» Stored entries
--
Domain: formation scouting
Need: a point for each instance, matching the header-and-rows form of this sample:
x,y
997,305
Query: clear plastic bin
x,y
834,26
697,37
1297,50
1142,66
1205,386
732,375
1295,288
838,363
--
» Instructions to follow
Please render every line of the data above as a JSON list of strings, with one string per line and blank lines omitted.

» Expected answer
[
  "Domain: formation scouting",
  "Need: a point for each instance, matching the header-and-rows form of this sample:",
  "x,y",
  "997,305",
  "Query: clear plastic bin",
  "x,y",
  "834,26",
  "697,37",
  "1297,50",
  "1142,66",
  "1205,386",
  "732,375",
  "1295,288",
  "838,363"
]